Please transcribe the listing below in full and word for word, without its pictures.

=== Records to use ===

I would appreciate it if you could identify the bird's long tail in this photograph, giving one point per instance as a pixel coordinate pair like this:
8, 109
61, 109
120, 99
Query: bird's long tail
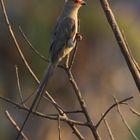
38, 93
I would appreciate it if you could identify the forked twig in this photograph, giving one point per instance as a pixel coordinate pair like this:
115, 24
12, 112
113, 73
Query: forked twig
75, 130
110, 108
10, 118
108, 129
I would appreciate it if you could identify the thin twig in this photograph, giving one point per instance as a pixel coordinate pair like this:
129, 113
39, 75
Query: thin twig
46, 116
76, 131
10, 118
110, 108
79, 96
121, 42
59, 128
124, 120
134, 111
108, 129
18, 83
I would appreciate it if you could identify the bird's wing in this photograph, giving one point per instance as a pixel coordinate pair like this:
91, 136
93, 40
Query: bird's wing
64, 30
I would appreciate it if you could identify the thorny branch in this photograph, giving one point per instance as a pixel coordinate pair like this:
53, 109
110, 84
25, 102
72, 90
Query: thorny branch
132, 65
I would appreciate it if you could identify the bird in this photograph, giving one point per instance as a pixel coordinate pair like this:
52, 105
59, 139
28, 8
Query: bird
63, 42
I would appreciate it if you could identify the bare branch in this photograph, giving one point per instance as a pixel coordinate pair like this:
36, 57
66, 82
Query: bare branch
124, 120
110, 108
59, 128
10, 118
18, 83
134, 69
108, 129
80, 98
46, 116
76, 131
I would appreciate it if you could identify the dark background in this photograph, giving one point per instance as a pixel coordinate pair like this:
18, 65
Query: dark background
99, 69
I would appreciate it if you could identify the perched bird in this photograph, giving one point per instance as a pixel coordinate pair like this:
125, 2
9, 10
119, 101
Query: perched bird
63, 41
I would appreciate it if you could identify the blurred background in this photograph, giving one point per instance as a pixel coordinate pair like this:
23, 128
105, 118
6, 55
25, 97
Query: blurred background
99, 68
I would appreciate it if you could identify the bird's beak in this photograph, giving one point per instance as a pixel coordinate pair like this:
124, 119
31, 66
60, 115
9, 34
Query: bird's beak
83, 3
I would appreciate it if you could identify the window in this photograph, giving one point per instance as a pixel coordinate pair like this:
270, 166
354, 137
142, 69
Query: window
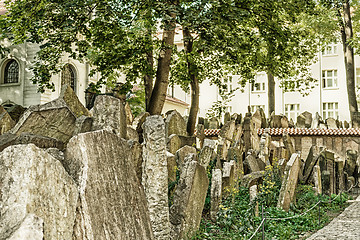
329, 78
11, 72
259, 84
256, 107
68, 76
330, 110
331, 49
292, 111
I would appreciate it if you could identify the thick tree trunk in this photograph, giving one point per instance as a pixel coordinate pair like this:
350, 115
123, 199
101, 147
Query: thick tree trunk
194, 84
347, 35
271, 93
163, 69
148, 80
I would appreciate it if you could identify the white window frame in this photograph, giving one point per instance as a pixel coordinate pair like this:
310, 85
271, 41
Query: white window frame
256, 107
259, 84
330, 50
330, 76
330, 109
292, 109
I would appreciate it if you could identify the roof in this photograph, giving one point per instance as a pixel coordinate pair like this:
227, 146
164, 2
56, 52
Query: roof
311, 131
298, 132
176, 101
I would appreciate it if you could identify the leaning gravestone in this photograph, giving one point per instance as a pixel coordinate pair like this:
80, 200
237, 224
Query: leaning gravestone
55, 119
189, 200
175, 124
289, 183
35, 185
109, 113
109, 188
155, 175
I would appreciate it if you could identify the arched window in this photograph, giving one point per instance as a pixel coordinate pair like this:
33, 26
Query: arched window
11, 72
68, 76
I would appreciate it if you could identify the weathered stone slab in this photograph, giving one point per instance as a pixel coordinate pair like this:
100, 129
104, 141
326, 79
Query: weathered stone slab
30, 229
34, 182
216, 193
109, 114
206, 153
9, 139
189, 200
6, 122
175, 124
55, 119
288, 186
155, 175
110, 190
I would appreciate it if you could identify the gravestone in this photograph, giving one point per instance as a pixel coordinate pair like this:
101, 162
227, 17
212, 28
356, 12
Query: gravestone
289, 183
216, 193
34, 183
189, 200
109, 188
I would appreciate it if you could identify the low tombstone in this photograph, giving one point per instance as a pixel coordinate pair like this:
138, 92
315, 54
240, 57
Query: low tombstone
9, 139
6, 122
175, 124
138, 122
216, 193
331, 123
189, 200
289, 183
108, 184
155, 175
109, 113
35, 189
60, 114
228, 179
206, 153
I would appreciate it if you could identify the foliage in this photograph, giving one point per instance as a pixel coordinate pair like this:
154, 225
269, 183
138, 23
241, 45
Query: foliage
237, 220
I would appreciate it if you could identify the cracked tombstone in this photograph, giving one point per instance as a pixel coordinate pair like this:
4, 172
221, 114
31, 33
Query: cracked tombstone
55, 119
109, 113
34, 183
155, 175
6, 122
216, 193
289, 183
104, 171
175, 124
189, 200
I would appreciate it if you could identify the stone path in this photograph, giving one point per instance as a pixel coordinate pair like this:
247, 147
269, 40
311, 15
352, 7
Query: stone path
345, 226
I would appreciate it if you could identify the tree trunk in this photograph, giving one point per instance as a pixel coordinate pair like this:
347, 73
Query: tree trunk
347, 35
194, 84
163, 69
271, 93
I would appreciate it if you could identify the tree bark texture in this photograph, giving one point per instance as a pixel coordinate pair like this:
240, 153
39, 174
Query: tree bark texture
163, 69
271, 93
347, 35
194, 84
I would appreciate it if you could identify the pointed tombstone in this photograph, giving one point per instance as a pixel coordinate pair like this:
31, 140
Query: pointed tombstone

===

Problem solution:
I would appreciate it if you could identify the bird's long tail in this photograph, giving one point per instance as a pixel coordinate pair like this:
8, 109
61, 109
120, 99
Query: bird's long tail
38, 93
I would appreciate it if you could identify the forked twig in this photograph, giving one point per instance as a pixel coordinate pair like this:
115, 24
12, 112
113, 73
Query: forked twig
75, 130
110, 108
10, 118
108, 129
I would appreciate it if you could identify the thin twig in this photograph, giving one point per instance as a pixel coordinate pair like this:
129, 113
39, 75
Query: thin twig
46, 116
76, 131
10, 118
110, 108
79, 96
121, 42
59, 128
124, 120
134, 111
108, 129
18, 83
I would appreciate it if you could identify the bird's wing in this photograph, giving one point per instance as a pixel coordinate pair like this:
91, 136
93, 40
Query: bird's wing
64, 30
I would appreciate it if you could identify the thorny branch in this photograph, giving one point per instance as a pixel coordinate pair like this:
53, 109
110, 84
25, 102
72, 90
Query: thorny branch
132, 65
I would appreciate it if you could identify the bird in this photograph, giving one point per instance as a pixel coordinate pair like this:
52, 105
59, 139
28, 8
Query: bird
63, 42
I would appreciate it if you could identify the bare branch in this photograph, giving one point per instance as a pixel coordinate pair like this:
36, 57
66, 82
Query: bare branch
124, 120
110, 108
59, 128
10, 118
18, 83
134, 69
108, 129
80, 98
46, 116
76, 131
I would appreciate it if you could identify the dark background in this photograph, giving one point per instance as a pixel coordinate pair like this:
18, 65
Query: dark background
99, 69
I would appreciate it if you could identify the perched bird in this photograph, giving one point per instance as a pixel coordinate pair like this:
125, 2
9, 10
119, 101
Query: perched bird
63, 41
I would appreciate it if you could identify the blurred background in this photograph, giving one point per instance as a pixel coordinate pair like this:
23, 128
105, 118
6, 55
25, 97
Query: blurred background
99, 68
I would appreciate it if you could identify the bird's beak in this photograph, giving one point per instance as a pixel coordinate pair like this:
124, 119
31, 66
60, 115
9, 34
Query: bird's beak
83, 3
I would appreciate it if you could identify the window in this photograph, giving one point per instance as a pixel coordinate pair like this:
270, 166
354, 137
142, 69
Query: window
329, 78
11, 72
259, 84
256, 107
68, 76
330, 110
331, 49
292, 111
I would appreciate it if you could identify the thick tree trunk in this photograph, giving one point per instance as a pixel coordinate pair like this:
350, 115
123, 199
101, 147
Query: thick tree trunk
194, 84
347, 35
271, 93
163, 69
148, 80
I would appreciate it if you could identify the white window frame in this photograph, giving one point per instance as a pixel coordinate pair like this:
310, 85
271, 41
Query: white window frame
256, 107
259, 84
330, 50
330, 76
330, 109
292, 109
I would appreciate it if you could identify the roof in this photograph, giving one point per instance as a pixel coordinate pair like this:
227, 146
164, 2
56, 52
Query: roof
311, 131
298, 132
176, 101
I would appreciate it if you could identify the leaning gravestone in this photograph, giving one point per instance as a pixel coordinate pair like this:
80, 200
237, 224
Query: leaning gravestone
55, 119
189, 200
175, 124
289, 183
35, 185
109, 113
109, 188
155, 175
I would appreciate it if you could identify the arched window in this photograph, giving one point per instance as a pixel coordinate pair like this:
33, 26
Query: arched window
11, 72
68, 76
I would appreciate it if you could identify the weathered stone slab in this photograph, giving one point per instance as a pixel coordinate pair like this:
100, 129
104, 141
326, 79
Query: weathered stone slab
30, 229
34, 182
216, 193
109, 114
206, 153
9, 139
189, 200
6, 122
175, 124
55, 119
288, 186
155, 175
110, 190
I would appreciate it if you could identify the gravestone in this photograph, giving one point per instance as a pixel coordinate pair like this:
101, 162
227, 17
212, 28
356, 12
Query: gravestone
289, 183
216, 193
34, 183
189, 200
109, 188
I would appreciate it if you could identify the low tombstone in this photograph, giving one point per instance as a pixel coordinate pair like this:
138, 92
315, 54
240, 57
Query: low tombstone
9, 139
6, 122
175, 124
138, 122
216, 193
331, 123
189, 200
289, 183
108, 184
155, 175
109, 113
35, 189
60, 114
228, 179
206, 153
I would appreciate it if you could identify the foliage in this photograph, giving one point per instance as a pixel coordinate pair like this:
154, 225
269, 183
138, 23
241, 45
Query: foliage
237, 220
I would appreciate it if you could identify the cracked tombstone in this photograph, giving one point per instance as a pixel coordinate pair like this:
4, 172
221, 114
31, 33
Query: cracked tombstone
55, 119
109, 113
34, 183
155, 175
6, 122
216, 193
289, 183
104, 171
175, 124
189, 200
I would appreciate it if you could identify the stone path in this photograph, giving one point per instance as a pixel coordinate pair like this:
247, 147
269, 40
311, 15
352, 7
Query: stone path
345, 226
I would appreciate it if you could identify the tree trunk in this photograph, giving one point per instance as a pixel coordinate pair like this:
347, 73
Query: tree trunk
347, 35
194, 84
163, 69
271, 93
I would appreciate it if you could identify the tree bark texture in this photograph, giving one point per instance as a pixel coordinate pair like this:
240, 153
39, 174
Query: tree bark texture
163, 69
271, 93
347, 35
194, 84
I would appreciate it if you could identify the pointed tombstone in this photograph, giving one point per instance as a pixel coordinate pair like this:
31, 140
Query: pointed tombstone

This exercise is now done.